**GIVEN PASSAGE:**

_ _ _ _

03 October, 2010

"The long and winding road"

"The long and winding road" by the Beatles gave inspiration this time. [lyrics and youtube]
My kippa wearing has taken on a life of it's own. Not to say that I am detached from it, but rather that I read so much into it and use it as a springboard to further other discussions of my own.
How to act in the diaspora versus Israel. Meaning behind and keeping of mitzvot. Who is this G-d which wearing one gives deference to? How do you spell G-d (in English, in Hebrew)? The good, bad, and down right ugly of society. And many many more. I find that my journey to being a rabbinical student has been long and winding, and my journey as a Jew is following the same path. These questions with no answers, only discussion and the occasional bit of practical behavior.

Today I am particularly touched by my kippa and the emotions I am allowed to experience because of it. I have been feeling a tad under the weather the last couple days and so walking to school just seemed like it would be too much energy expenditure too early in the day, so I rode the bus (not a common activity for me). As usual though, was how crowded the bus was at that time of the morning. Is it paranoid if everyone really is staring at you? I was attentive to this today, mostly because I was standing in front of two different parents, each with a preschooler (no more than 3yrs old). The mother and her daughter were orthodox; the father and his son were not (no kippa or tzitzit or other distinctive clothing). Kids say whatever is on their mind and when they see something out of the norm, they ask, as they should. The little boy was satisfied with the answer 'because she wants to'. The little girl did not receive the same response, but instead was told that 'that lady doesn't know what is right'. This girl was very persistent and was completely unsatisfied and in the usual mode of preschoolers, stopped listening and just repeated the question over and over and over again. The mother tried to shush her, to no avail. They were relatively quiet, but there was no taking that little girl's eyes off my head. It ended with me getting off the bus at my stop. Who knows where it went from there.

I exited on a sour note I have to admit. I was upset that I didn't say something to the girls. I was sad and mad that the mother was teaching her daughter different equals wrong. I could feel myself getting riled up again and I didn't like it. Getting inside the security (literally) of HUC made me relax.

On hot days like today (nobody told G-d that it is October and that there is no reason for 98F days any more) I notice the kippa more because it keeps in the heat and makes it harder to put my hair back into a ponytail. I was ever so aware of it too this afternoon because I needed to pick up a large sum of money from the post office--anything dealing with government workers and Israel is a nightmare, that's all I have to say. As to be expected, the teller saw how much I wanted and then started grilling me on why I was in Israel and why was I wearing a kippa and what does my husband say, etc. He was asking in a non-aggressive way and I was happy to talk to him, my defenses were not up.

_ _ _ _

**RECORDS FOR THE TASK:**
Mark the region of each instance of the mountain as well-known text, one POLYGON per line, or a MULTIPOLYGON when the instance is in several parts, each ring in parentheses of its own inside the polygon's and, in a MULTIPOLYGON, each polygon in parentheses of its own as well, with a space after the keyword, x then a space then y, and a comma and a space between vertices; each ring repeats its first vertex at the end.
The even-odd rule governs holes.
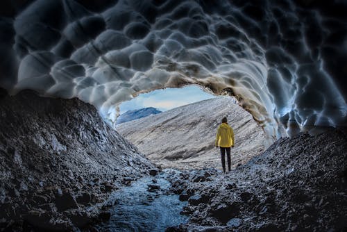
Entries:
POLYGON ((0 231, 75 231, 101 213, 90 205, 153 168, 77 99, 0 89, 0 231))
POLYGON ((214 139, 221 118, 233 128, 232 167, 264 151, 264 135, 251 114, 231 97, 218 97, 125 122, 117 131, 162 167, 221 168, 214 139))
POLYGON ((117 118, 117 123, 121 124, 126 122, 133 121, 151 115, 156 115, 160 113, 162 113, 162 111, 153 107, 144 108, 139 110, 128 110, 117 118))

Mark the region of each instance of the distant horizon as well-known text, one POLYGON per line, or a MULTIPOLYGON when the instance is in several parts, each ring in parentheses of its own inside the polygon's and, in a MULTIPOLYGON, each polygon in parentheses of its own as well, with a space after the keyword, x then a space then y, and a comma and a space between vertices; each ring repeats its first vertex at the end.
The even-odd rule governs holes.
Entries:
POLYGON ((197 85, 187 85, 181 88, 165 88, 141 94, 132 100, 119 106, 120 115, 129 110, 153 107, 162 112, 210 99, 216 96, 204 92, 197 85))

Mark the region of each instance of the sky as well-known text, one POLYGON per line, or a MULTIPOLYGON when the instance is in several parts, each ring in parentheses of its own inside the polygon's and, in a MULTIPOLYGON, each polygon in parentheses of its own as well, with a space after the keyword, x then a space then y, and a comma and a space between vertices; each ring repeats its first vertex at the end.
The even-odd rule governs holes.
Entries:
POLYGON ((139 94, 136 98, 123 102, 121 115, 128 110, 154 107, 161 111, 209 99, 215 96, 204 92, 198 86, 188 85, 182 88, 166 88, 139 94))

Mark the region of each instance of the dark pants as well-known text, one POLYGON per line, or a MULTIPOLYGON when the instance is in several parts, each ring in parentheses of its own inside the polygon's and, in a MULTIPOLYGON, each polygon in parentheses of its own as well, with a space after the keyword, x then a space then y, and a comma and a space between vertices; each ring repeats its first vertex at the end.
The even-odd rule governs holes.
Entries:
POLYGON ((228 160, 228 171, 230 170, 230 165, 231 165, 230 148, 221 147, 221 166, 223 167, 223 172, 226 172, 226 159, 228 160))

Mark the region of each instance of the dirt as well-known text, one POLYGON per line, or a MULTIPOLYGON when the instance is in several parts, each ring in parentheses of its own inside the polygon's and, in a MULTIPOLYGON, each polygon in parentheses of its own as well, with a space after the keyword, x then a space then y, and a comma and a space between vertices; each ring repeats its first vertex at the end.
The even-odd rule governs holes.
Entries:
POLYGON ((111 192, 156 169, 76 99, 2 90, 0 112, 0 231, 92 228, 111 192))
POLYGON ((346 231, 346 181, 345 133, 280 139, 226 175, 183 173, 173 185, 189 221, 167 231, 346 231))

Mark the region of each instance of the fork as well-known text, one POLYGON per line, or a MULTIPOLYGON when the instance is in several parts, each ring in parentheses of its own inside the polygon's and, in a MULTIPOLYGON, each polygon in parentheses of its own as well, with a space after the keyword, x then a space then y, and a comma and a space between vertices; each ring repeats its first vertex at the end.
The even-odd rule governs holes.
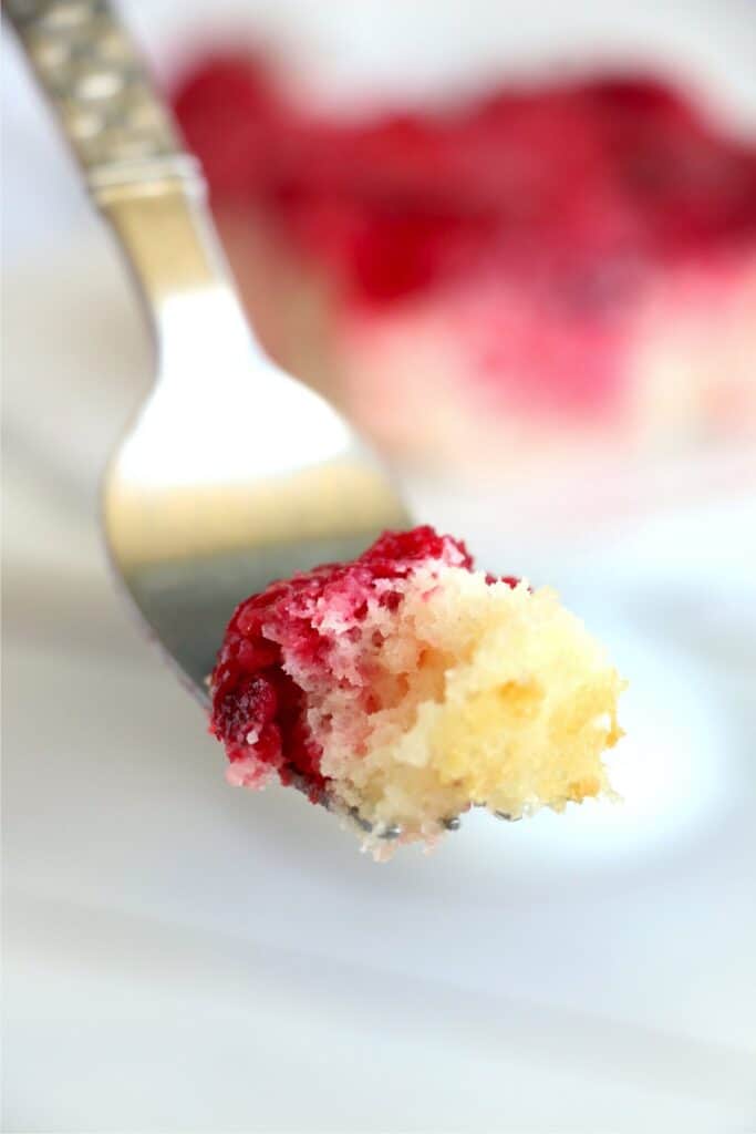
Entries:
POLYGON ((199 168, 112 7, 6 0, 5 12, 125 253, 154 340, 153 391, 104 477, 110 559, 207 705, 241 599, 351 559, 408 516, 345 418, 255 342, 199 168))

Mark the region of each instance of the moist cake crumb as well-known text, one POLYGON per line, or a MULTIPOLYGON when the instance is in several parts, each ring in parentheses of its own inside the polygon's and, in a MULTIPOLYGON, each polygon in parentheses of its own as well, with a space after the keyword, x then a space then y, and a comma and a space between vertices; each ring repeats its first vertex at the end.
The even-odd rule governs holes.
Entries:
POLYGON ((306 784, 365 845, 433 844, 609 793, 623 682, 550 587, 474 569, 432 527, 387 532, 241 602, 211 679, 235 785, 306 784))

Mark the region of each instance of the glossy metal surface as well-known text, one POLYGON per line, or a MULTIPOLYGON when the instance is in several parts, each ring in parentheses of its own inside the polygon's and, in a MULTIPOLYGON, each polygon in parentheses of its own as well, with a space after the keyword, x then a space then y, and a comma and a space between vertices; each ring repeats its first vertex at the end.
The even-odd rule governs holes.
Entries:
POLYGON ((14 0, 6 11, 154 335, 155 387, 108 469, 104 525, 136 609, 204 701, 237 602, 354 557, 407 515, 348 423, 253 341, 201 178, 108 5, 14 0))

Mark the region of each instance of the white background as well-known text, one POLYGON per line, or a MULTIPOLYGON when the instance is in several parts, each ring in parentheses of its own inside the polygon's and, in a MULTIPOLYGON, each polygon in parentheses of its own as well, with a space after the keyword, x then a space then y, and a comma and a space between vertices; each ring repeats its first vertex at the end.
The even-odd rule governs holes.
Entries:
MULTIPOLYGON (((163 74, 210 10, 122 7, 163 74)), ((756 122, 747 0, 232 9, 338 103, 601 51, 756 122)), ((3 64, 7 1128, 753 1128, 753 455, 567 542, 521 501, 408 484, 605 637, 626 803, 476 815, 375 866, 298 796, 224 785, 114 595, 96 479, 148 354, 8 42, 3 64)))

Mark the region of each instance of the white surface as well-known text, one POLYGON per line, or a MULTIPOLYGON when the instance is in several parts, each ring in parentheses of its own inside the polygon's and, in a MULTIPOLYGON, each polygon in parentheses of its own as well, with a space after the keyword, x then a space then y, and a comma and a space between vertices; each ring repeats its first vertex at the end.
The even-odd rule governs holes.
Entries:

_ _ _ _

**EXERCISES:**
[a] Rewrite the stretch of the kippa post from "03 October, 2010" through "of practical behavior.", changing every "journey" to "road".
[b] Please express the records in the stretch from the line that contains "Mark the region of each instance of the fork" through the line that contains "POLYGON ((14 0, 6" as a two-column CSV with the columns task and wkt. Give one row per record, put each value in a single quoted field with line breaks turned into spaces, and leave the pictures out.

**ANSWERS BY TASK:**
[a]
03 October, 2010

"The long and winding road"

"The long and winding road" by the Beatles gave inspiration this time. [lyrics and youtube]
My kippa wearing has taken on a life of it's own. Not to say that I am detached from it, but rather that I read so much into it and use it as a springboard to further other discussions of my own.
How to act in the diaspora versus Israel. Meaning behind and keeping of mitzvot. Who is this G-d which wearing one gives deference to? How do you spell G-d (in English, in Hebrew)? The good, bad, and down right ugly of society. And many many more. I find that my road to being a rabbinical student has been long and winding, and my road as a Jew is following the same path. These questions with no answers, only discussion and the occasional bit of practical behavior.

[b]
task,wkt
"Mark the region of each instance of the fork as well-known text, one POLYGON per line, or a MULTIPOLYGON when the instance is in several parts, each ring in parentheses of its own inside the polygon's and, in a MULTIPOLYGON, each polygon in parentheses of its own as well, with a space after the keyword, x then a space then y, and a comma and a space between vertices; each ring repeats its first vertex at the end. The even-odd rule governs holes. Entries:","POLYGON ((199 168, 112 7, 6 0, 5 12, 125 253, 154 340, 153 391, 104 477, 110 559, 207 705, 241 599, 351 559, 408 516, 345 418, 255 342, 199 168))"
"Mark the region of each instance of the moist cake crumb as well-known text, one POLYGON per line, or a MULTIPOLYGON when the instance is in several parts, each ring in parentheses of its own inside the polygon's and, in a MULTIPOLYGON, each polygon in parentheses of its own as well, with a space after the keyword, x then a space then y, and a comma and a space between vertices; each ring repeats its first vertex at the end. The even-odd rule governs holes. Entries:","POLYGON ((306 784, 365 845, 433 844, 609 793, 623 682, 550 587, 474 569, 432 527, 387 532, 241 602, 211 679, 235 785, 306 784))"
"Mark the region of each instance of the glossy metal surface as well-known text, one POLYGON per line, or a MULTIPOLYGON when the instance is in several parts, each ring in parentheses of its own inside the polygon's and, in a MULTIPOLYGON, each polygon in parentheses of its own as well, with a space after the keyword, x then a space then y, and a comma and a space between vertices; each ring repeats its first vertex at the end. The even-odd rule governs holes. Entries:","POLYGON ((14 0, 6 11, 154 335, 155 387, 108 469, 104 525, 136 609, 204 701, 237 602, 354 557, 407 515, 348 423, 253 341, 201 178, 108 5, 14 0))"